Source passage -
Postgraduate Research Student

 Daphne du Maurier 

 

Daphne du Maurier Building, University of Exeter,  Penryn Campus, Penryn, Cornwall, TR10 9FE, UK

Overview

My broad research interests are in how furthering our understanding of animal ecology and behaviour can lead to developments of more successful species-specific conservation strategies. In particular for aquatic and semi-aquatic vertebrates, in response to the current anthropogenic threats to our marine and freshwater ecosystems. 

During my time as an undergraduate at the University of Exeter, I volunteered for two seasons at the Marine Turtle Conservation Project, North Cyprus. Here I gained experience of first hand conservation work, which both developed my practical field research skills and furthered my passion for conservation. During my second season I collected data for my honours project, supervised by Prof Annette Broderick, which investigated how intrinsic factors affect green turtle (Chelonia mydas) nesting behaviours.

Broad research specialisms

  • Conservation biology
  • Aquatic vertebrate biology and ecology
  • Marine and freshwater conservation
  • Animal behaviour

Qualifications

2017 - BSc Zoology (Hons), University of Exeter

Research

Research projects

Project Title: Social Learning and Anti-Predator Behaviour in Otters (subfamily Lutrinae).

Supervisors: Dr Neeltje Boogert (University of Exeter), Dr Alex Thornton (University of Exeter) and Dr William Hoppitt (University of Leeds).

Project Description:

Understanding how captive born animals learn and respond to natural stimuli is essential for the success of species reintroduction programmes. This project will investigate how captive Asian short clawed otter (A. cinereus) and smooth coated otter (L. perspicillata) groups respond to novel predator stimuli that they have never experienced before in a captive environment. In order to examine; whether they can correctly identify and respond appropriately to predation threats, as well as if they can socially learn to recognise a stimulus as a threat if they do not initially see it as one. This will reveal whether there is a need to train captive individuals to react defensively towards wild predators before being reintroduced.

Furthermore, this study aims to provide insight into the social relationships within these otter groups, as well investigate how this relates to their problem-solving ability in a social learning context. In addition to this, this study will also explore whether intrinsic factors, such as age and sex, affect; social relationships, problem-solving, and anti-predator behaviours, in order to develop a more rounded understanding of what drives otter behaviour.

Material supplied -

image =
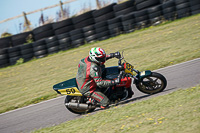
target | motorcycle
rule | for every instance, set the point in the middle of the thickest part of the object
(146, 81)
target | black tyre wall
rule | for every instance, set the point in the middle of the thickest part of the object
(4, 58)
(43, 32)
(5, 42)
(21, 38)
(146, 4)
(103, 11)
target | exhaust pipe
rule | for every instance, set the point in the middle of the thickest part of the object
(80, 106)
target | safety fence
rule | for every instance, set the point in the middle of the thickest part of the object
(95, 25)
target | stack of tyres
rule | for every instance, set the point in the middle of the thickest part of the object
(168, 10)
(182, 8)
(39, 48)
(163, 1)
(104, 13)
(195, 6)
(115, 26)
(63, 26)
(128, 23)
(64, 41)
(83, 20)
(52, 45)
(14, 54)
(102, 31)
(90, 34)
(141, 19)
(124, 8)
(144, 4)
(43, 32)
(27, 52)
(5, 42)
(77, 37)
(21, 38)
(155, 14)
(4, 58)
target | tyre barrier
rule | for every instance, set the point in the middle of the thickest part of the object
(95, 25)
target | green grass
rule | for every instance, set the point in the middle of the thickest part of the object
(151, 48)
(177, 112)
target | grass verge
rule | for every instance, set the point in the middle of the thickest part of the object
(177, 112)
(151, 48)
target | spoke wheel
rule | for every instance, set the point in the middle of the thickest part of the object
(152, 84)
(76, 99)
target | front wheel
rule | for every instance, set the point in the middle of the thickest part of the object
(77, 99)
(152, 84)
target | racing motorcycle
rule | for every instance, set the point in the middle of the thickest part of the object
(146, 81)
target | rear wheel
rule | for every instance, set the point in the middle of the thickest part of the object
(77, 99)
(152, 84)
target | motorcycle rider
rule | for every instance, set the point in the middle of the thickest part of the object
(89, 74)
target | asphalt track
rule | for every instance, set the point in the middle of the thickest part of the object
(53, 112)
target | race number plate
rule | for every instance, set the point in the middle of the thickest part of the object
(129, 68)
(70, 91)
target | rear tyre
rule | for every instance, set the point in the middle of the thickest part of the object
(77, 99)
(152, 84)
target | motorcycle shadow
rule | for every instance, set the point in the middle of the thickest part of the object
(143, 97)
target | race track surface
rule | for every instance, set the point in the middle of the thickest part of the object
(53, 112)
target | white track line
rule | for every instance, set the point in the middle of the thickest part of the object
(63, 96)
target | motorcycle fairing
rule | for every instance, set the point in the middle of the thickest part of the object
(145, 73)
(68, 87)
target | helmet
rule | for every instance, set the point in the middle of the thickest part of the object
(97, 55)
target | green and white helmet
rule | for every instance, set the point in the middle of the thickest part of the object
(97, 55)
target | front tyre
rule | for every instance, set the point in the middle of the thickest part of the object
(152, 84)
(77, 99)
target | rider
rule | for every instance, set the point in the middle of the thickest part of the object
(89, 74)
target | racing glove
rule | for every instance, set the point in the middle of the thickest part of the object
(116, 55)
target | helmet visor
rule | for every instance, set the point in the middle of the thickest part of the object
(103, 59)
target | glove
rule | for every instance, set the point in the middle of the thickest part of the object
(117, 81)
(116, 55)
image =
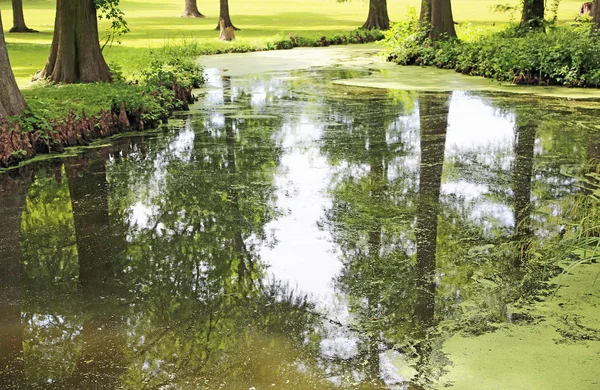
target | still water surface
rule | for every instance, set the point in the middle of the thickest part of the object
(286, 233)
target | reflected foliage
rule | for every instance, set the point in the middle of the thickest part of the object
(141, 264)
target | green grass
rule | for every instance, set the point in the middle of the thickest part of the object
(155, 23)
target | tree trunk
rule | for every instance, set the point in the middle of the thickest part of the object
(11, 100)
(533, 13)
(18, 18)
(75, 55)
(442, 21)
(12, 200)
(224, 14)
(425, 16)
(378, 17)
(191, 10)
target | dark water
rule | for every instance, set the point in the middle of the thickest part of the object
(289, 234)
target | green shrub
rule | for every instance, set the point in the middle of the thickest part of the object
(563, 55)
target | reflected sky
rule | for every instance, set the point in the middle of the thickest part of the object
(272, 236)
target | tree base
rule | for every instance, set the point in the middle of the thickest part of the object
(22, 30)
(227, 34)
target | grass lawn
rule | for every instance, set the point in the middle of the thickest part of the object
(155, 23)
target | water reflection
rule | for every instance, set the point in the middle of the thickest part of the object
(290, 234)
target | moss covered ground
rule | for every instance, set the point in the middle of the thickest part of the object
(559, 351)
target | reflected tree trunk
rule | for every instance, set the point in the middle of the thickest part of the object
(245, 263)
(378, 182)
(433, 112)
(13, 192)
(101, 362)
(523, 171)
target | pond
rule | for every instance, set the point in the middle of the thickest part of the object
(295, 232)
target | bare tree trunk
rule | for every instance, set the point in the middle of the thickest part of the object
(442, 21)
(18, 18)
(425, 16)
(191, 10)
(533, 13)
(75, 55)
(224, 14)
(378, 17)
(11, 100)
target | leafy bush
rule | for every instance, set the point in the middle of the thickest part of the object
(563, 55)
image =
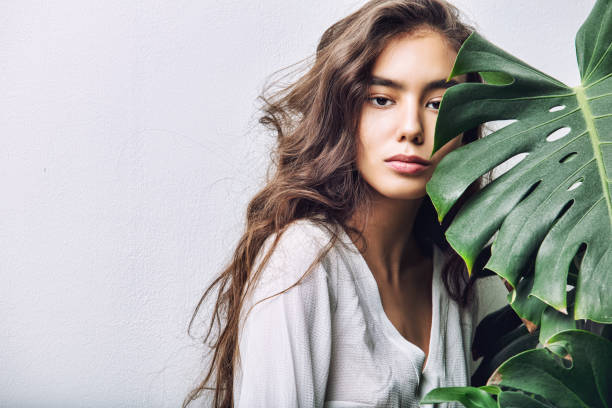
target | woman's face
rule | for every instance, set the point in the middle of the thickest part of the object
(399, 115)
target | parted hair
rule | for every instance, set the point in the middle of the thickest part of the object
(313, 171)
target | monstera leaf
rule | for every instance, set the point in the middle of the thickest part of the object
(556, 202)
(574, 370)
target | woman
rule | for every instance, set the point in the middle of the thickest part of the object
(343, 292)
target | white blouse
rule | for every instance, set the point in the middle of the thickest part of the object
(327, 342)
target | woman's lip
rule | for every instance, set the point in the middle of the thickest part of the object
(407, 168)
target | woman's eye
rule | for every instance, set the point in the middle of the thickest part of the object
(435, 103)
(379, 101)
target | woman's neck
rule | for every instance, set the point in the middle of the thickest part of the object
(392, 252)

Exercise requirements -
**A.** In the research profile, who supervised the honours project on green turtle nesting behaviors?
**B.** Return the part of the research profile between "2017 - BSc Zoology" and "Otters (subfamily Lutrinae).", inclusive.

Solved problems -
**A.** Prof Annette Broderick supervised it.

**B.**
2017 - BSc Zoology (Hons), University of Exeter

Research

Research projects

Project Title: Social Learning and Anti-Predator Behaviour in Otters (subfamily Lutrinae).